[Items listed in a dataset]

=====

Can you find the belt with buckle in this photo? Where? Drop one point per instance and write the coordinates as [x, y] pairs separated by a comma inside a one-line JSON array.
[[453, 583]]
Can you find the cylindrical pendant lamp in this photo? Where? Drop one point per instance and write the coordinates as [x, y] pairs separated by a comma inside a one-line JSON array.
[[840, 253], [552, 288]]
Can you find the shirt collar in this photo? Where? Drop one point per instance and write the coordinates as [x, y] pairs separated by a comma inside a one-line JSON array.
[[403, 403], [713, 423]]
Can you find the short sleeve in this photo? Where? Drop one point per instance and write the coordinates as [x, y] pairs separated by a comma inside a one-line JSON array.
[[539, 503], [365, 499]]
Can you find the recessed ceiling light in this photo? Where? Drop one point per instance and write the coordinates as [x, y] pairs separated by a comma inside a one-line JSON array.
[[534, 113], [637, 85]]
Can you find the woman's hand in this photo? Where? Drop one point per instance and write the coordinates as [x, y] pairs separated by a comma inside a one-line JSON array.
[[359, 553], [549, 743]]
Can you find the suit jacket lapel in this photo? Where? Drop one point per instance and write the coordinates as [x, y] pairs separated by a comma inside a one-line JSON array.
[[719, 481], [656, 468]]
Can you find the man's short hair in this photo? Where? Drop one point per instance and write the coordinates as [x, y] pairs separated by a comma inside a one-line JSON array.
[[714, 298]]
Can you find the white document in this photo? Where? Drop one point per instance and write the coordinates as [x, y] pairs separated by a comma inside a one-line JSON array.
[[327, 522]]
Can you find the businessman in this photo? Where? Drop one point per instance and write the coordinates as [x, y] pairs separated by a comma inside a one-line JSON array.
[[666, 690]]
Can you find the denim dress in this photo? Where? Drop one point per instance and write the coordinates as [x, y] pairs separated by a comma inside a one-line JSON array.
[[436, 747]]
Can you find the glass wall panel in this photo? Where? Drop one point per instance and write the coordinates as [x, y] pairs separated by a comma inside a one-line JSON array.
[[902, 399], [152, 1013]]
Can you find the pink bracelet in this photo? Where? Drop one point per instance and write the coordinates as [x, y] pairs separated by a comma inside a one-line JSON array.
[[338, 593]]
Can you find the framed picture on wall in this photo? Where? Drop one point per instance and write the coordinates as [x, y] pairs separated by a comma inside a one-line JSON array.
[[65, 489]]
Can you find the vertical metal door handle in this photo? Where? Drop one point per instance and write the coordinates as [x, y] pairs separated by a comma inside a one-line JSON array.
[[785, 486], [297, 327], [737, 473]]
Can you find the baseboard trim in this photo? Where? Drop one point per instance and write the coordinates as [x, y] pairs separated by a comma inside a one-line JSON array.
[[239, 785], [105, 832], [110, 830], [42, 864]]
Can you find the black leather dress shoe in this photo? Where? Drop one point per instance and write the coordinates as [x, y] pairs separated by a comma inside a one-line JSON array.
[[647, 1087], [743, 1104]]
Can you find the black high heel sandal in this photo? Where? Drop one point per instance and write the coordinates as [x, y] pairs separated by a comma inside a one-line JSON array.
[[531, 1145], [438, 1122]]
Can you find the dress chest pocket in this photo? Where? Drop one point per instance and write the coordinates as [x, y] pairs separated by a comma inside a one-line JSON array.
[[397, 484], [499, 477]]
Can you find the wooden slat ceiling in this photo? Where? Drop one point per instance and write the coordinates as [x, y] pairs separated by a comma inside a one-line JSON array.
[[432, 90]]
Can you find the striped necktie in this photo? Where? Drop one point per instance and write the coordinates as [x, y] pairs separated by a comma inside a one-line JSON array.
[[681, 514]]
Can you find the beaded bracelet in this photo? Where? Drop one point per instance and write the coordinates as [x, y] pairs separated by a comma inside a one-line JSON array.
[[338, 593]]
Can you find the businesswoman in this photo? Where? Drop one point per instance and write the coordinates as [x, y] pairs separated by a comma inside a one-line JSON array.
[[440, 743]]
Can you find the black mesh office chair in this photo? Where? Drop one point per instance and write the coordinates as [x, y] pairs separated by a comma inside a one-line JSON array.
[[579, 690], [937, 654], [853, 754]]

=====

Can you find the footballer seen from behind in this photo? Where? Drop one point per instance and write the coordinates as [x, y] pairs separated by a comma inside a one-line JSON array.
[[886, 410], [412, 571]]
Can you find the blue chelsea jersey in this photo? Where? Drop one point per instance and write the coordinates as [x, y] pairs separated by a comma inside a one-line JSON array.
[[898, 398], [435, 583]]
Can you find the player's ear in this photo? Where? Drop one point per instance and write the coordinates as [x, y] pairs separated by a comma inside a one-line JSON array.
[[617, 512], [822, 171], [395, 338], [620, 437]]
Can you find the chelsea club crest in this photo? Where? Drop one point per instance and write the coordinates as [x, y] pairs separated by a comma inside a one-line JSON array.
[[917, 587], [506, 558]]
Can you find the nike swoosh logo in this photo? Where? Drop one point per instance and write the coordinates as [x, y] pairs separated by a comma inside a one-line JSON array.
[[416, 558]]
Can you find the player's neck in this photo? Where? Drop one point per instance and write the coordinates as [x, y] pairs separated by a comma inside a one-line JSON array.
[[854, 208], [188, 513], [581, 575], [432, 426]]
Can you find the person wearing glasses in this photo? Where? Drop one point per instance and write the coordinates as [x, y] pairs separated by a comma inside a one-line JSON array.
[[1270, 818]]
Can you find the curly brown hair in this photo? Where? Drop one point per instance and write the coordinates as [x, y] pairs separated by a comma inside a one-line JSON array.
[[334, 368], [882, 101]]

=====

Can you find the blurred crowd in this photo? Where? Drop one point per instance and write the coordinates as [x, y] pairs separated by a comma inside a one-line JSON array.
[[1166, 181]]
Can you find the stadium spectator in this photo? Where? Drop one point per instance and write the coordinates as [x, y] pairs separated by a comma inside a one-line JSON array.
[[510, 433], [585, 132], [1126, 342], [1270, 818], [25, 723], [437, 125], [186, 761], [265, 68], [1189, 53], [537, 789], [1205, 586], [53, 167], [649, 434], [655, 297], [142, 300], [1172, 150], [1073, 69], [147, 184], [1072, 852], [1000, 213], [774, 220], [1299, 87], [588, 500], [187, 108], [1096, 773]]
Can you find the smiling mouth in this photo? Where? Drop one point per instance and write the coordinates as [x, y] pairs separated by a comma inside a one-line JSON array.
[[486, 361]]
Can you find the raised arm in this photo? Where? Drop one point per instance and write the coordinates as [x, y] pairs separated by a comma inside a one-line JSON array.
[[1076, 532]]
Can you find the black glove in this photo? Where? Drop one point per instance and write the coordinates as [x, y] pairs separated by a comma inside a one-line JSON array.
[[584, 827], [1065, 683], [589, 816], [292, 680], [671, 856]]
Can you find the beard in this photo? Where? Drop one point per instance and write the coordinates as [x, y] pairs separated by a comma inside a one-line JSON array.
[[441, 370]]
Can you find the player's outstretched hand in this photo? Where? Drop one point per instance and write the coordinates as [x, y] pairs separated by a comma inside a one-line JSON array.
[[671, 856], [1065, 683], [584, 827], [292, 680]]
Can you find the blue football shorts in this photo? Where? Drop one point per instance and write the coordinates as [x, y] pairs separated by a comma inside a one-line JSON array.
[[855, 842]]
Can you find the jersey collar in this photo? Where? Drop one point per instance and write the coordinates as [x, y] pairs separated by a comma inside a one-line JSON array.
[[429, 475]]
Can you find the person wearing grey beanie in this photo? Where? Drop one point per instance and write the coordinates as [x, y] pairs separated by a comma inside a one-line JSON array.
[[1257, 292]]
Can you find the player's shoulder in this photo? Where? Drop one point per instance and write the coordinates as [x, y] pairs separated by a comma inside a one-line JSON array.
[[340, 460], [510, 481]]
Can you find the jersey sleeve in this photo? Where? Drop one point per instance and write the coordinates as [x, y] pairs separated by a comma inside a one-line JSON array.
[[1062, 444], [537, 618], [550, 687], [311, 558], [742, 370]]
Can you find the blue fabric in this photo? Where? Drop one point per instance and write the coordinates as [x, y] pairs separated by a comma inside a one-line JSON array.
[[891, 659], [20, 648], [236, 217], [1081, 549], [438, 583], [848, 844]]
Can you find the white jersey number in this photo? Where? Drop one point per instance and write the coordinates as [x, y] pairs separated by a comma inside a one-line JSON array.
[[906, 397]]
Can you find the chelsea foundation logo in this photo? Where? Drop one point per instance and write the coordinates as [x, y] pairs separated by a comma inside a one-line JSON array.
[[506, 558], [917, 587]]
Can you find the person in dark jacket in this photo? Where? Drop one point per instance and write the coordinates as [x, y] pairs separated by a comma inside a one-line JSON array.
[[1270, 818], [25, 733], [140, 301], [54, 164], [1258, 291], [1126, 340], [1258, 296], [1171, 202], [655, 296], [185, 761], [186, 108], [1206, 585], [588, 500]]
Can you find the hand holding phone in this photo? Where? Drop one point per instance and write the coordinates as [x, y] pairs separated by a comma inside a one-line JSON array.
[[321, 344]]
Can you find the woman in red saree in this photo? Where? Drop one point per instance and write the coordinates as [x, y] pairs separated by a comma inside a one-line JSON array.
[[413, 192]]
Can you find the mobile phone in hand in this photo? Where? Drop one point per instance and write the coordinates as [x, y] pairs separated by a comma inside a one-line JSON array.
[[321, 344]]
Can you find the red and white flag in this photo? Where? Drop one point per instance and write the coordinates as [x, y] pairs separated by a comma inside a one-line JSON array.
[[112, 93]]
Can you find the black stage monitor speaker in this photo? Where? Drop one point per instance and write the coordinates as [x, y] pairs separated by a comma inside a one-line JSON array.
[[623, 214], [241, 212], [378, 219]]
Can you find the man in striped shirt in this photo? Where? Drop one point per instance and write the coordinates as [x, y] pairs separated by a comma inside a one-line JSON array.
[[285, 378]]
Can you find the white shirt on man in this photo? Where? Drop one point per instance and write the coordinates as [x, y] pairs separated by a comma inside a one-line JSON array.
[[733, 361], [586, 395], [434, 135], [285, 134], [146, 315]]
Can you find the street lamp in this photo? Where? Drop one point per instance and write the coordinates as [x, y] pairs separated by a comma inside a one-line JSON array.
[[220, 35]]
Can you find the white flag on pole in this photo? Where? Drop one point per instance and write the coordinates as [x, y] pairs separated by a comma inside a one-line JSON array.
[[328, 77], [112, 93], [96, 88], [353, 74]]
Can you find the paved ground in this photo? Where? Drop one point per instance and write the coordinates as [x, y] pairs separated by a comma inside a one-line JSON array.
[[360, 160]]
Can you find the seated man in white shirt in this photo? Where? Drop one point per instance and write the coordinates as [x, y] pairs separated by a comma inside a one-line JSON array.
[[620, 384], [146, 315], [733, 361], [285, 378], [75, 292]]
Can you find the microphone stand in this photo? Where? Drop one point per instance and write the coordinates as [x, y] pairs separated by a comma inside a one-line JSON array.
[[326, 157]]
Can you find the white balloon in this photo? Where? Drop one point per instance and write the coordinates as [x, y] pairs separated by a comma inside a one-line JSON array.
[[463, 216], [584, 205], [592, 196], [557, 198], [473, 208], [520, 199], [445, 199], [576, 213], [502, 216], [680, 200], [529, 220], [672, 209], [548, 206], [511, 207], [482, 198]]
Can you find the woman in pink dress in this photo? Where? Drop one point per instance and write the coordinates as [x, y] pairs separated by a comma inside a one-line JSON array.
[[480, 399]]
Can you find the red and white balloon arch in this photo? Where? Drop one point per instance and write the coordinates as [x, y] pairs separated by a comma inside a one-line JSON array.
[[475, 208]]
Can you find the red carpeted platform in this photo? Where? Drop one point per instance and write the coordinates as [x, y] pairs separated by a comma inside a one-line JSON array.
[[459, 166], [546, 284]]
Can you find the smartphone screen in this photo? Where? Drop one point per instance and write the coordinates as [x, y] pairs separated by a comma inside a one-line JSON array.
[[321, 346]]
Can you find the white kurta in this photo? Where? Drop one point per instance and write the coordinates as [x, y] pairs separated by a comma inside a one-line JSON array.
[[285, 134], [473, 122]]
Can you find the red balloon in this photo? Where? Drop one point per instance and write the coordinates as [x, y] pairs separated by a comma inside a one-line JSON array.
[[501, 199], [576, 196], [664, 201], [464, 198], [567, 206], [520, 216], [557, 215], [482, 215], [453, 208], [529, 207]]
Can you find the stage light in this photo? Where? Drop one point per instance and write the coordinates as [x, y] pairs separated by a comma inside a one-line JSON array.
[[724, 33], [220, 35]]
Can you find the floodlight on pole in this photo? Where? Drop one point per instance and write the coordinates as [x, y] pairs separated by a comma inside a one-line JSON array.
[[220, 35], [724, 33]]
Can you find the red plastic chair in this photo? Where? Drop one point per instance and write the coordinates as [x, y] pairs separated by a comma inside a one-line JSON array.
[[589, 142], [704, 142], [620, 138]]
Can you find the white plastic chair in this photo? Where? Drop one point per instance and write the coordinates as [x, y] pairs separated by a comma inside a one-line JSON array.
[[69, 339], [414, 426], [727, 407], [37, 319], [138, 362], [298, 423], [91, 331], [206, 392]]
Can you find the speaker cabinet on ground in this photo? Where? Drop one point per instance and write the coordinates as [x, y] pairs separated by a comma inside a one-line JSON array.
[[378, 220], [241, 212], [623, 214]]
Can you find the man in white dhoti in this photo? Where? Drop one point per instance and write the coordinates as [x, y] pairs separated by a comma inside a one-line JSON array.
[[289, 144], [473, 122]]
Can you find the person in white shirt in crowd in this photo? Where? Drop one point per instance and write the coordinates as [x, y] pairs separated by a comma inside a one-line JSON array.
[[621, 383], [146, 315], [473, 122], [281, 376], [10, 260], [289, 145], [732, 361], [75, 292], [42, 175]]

=====

What to do =
Copy the rows word for word, from the line containing "Can you find the denim" through the line containing "[[647, 1087], [743, 1104]]", including both of those lines.

The response =
Can you find the denim dress in this photo? Where? Drop one point per instance and write the coordinates as [x, y] pairs separated by a comma inside a one-line JSON array.
[[436, 747]]
Can you find the glass wall panel in this photo? Where? Drop one point per instance and write the coordinates as [x, y] pairs separated by a comma inside a one-line JSON array.
[[902, 399], [152, 1013]]
Can you find the pink bracelet in this photo? Where? Drop one point per instance and write the coordinates as [x, y] pairs separated by a comma inside a one-line JSON array.
[[338, 593]]
Can you find the framed picture on wall in this photo? Where? Drop one point per instance and write the coordinates as [x, y] pairs separated by a comma inside a one-line JSON array.
[[65, 489]]
Can you find the vertical metal door handle in this photo? Where? Drop one point per instance and write the coordinates as [x, y] pairs separated by a comma inside a one-line JSON array.
[[785, 486], [297, 327], [737, 473]]
Can you find the baseboard trim in this photo? Where? Drop one point per instance and write the coordinates as [x, y] pairs separated by a comma inside a one-line JSON array.
[[239, 785], [105, 832], [110, 830], [42, 864]]
Can you find the black leather dress shoe in this photo? Where? Drop one point per instance and write the coordinates as [x, y] pairs separated by a comma inside a one-line JSON array.
[[647, 1087], [743, 1104]]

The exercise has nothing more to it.